Given request:
Reproduce every line below verbatim, without any alteration.

The input:
+---+

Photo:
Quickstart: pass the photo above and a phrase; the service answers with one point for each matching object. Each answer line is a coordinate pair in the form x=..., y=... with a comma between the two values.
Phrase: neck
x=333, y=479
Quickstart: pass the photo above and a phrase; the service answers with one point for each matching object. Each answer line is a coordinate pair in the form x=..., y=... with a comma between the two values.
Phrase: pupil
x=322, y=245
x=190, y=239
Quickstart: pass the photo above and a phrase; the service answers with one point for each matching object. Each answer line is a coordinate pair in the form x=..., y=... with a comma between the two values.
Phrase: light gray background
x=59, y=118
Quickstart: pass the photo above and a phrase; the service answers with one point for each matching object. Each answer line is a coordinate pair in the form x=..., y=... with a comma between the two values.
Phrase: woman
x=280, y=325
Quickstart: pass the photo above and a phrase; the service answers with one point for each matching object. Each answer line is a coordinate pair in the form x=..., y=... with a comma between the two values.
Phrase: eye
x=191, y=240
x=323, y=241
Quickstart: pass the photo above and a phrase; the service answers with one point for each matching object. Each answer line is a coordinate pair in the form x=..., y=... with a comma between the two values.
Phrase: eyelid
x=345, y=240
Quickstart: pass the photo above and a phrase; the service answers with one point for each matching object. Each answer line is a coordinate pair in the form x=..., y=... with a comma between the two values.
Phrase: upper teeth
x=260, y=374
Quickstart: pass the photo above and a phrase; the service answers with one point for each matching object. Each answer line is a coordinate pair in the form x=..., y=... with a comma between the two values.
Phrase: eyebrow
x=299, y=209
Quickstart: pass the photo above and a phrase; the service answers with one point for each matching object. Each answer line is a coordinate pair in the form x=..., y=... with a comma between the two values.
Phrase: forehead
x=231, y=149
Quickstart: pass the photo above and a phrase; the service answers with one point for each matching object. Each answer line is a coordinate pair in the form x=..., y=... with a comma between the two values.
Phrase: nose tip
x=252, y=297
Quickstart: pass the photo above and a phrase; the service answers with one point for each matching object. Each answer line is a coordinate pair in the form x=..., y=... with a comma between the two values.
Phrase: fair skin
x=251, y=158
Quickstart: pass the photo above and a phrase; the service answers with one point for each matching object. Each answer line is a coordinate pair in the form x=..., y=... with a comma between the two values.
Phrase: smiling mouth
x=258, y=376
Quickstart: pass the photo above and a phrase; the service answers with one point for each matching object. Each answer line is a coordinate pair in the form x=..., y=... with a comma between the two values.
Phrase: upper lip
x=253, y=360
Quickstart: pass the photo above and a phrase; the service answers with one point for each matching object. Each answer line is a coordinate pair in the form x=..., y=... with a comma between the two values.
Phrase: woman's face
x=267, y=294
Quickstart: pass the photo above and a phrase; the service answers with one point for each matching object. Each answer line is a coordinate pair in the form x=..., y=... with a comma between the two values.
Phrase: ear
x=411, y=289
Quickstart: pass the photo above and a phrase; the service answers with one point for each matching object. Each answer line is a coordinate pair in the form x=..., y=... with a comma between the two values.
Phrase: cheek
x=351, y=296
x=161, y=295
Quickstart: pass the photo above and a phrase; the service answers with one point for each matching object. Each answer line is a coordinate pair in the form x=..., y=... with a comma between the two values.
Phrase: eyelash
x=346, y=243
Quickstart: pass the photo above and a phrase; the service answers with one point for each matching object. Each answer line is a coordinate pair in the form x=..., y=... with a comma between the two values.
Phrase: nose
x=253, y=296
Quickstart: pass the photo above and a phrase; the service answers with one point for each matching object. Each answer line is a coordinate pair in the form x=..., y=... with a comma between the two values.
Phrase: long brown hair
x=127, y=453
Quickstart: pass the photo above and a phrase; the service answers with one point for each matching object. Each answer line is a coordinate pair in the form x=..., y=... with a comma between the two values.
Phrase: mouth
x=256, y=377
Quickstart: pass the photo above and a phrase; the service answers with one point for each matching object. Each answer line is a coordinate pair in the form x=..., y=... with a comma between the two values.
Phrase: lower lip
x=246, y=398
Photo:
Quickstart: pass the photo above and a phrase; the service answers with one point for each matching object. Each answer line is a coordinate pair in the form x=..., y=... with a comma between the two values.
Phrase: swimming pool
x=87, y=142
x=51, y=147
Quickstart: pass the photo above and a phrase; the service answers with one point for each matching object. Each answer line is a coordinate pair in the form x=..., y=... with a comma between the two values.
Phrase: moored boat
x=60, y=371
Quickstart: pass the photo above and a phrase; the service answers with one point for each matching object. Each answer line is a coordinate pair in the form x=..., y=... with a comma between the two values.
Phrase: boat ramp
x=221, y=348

+---+

Complete response:
Photo:
Quickstart: pass the photo above and a phrase; the service answers with one point for each matching object. Each answer line is a coordinate pair in the form x=..., y=... with a comma between the two values.
Phrase: neck
x=333, y=479
Quickstart: pass the photo above and a phrase; the service answers with one point for each matching object. Each answer line is a coordinate pair in the form x=..., y=... with a comma between the two values.
Phrase: pupil
x=322, y=245
x=190, y=239
Quickstart: pass the photo above and a phrase; the service answers with one point for each matching object. Each answer line is a coordinate pair in the form x=..., y=... with a comma between the two values.
Phrase: light gray background
x=59, y=118
Quickstart: pass the photo above and a phrase; the service answers with one point for each matching object. Each answer line is a coordinate pair in the form x=..., y=... with a comma between the two values.
Phrase: woman
x=280, y=325
Quickstart: pass the photo above and a phrase; the service answers with one point for each matching object. Each answer line is a coordinate pair in the form x=..., y=... with a comma between the two values.
Phrase: eye
x=191, y=240
x=323, y=241
Quickstart: pass the photo above and a phrase; the service answers with one point for each matching object. Each answer line is a coordinate pair in the form x=..., y=... with a comma between the two values.
Phrase: eyelid
x=345, y=240
Quickstart: pass the photo above and a phrase; the service answers with one point for each matching object. Each answer line is a coordinate pair in the form x=..., y=... with a comma between the two values.
Phrase: upper teeth
x=260, y=374
Quickstart: pass the photo above and a phrase; the service answers with one point for each matching object. Each answer line is a coordinate pair in the form x=..., y=... with a comma between the two values.
Phrase: eyebrow
x=299, y=209
Quickstart: pass the photo above and a phrase; the service answers with one point for each matching object. Each answer line is a coordinate pair in the form x=..., y=... with a comma between the two values.
Phrase: forehead
x=231, y=149
Quickstart: pass the photo above and a phrase; the service answers with one point for each matching object. Each answer line is a coordinate pair in the form x=..., y=... with a comma between the two values.
Phrase: nose tip
x=252, y=297
Quickstart: pass the photo above and a phrase; the service answers with one point for each matching object. Each answer line is a coordinate pair in the form x=..., y=... with a comma between the two values.
Phrase: fair skin
x=251, y=158
Quickstart: pass the photo above and a phrase; the service answers with one point for each matching object. Each answer line is a coordinate pair in the form x=..., y=... with a comma between the two values.
Phrase: smiling mouth
x=258, y=376
Quickstart: pass the photo above and a phrase; the service answers with one point for each matching object. Each answer line is a coordinate pair in the form x=..., y=... with a comma between the two values.
Phrase: upper lip
x=253, y=360
Quickstart: pass the photo above and a phrase; the service answers with one point for each matching object. Each answer line is a coordinate pair in the form x=..., y=... with a comma between the two values.
Phrase: woman's face
x=267, y=294
Quickstart: pass the photo above and a phrase; the service answers with one point for each matching object. Each answer line is a coordinate pair in the form x=..., y=... with a comma between the two values.
Phrase: ear
x=411, y=289
Quickstart: pass the photo above and a phrase; the service answers with one point for each matching object. Each answer line is a coordinate pair in the form x=..., y=... with a comma between the two values.
Phrase: cheek
x=351, y=296
x=161, y=295
Quickstart: pass the photo above and a phrase; the service answers with one point for each matching object. Each answer line is a coordinate pair in the form x=..., y=... with a comma between the two values.
Phrase: eyelash
x=346, y=243
Quickstart: pass the photo above and a phrase; the service answers with one point for each matching object. Each answer line is a coordinate pair in the form x=..., y=... with a comma between the two values.
Phrase: nose
x=253, y=296
Quickstart: pass the photo above and a phrase; the service answers with one point for each matching object. Each answer line is a coordinate pair in the form x=..., y=... with a comma between the two values.
Phrase: long brown hair
x=127, y=453
Quickstart: pass the photo above and a phrase; the service answers with one point for each matching object. Each answer line is a coordinate pair in the form x=..., y=... with a comma between the two values.
Phrase: mouth
x=256, y=377
Quickstart: pass the photo above and a phrase; the service answers with one point for each matching object. Each answer line is a coordinate pair in the form x=..., y=... with a comma between the two values.
Phrase: lower lip
x=246, y=398
Photo:
Quickstart: pass the photo above and a phrase; the service answers with one point for each matching object. Each answer line is a coordinate pair in the form x=..., y=... with a comma between the two values.
Phrase: swimming pool
x=87, y=142
x=51, y=147
Quickstart: pass the photo above and a phrase; the service answers with one point for each matching object. Each answer line is a coordinate pair in the form x=..., y=... with a comma between the two values.
Phrase: moored boat
x=60, y=371
Quickstart: pass the photo above and a phrase; the service answers with one point for each matching object. Each answer line is a coordinate pair in the form x=..., y=... with a comma between the two values.
Phrase: boat ramp
x=221, y=348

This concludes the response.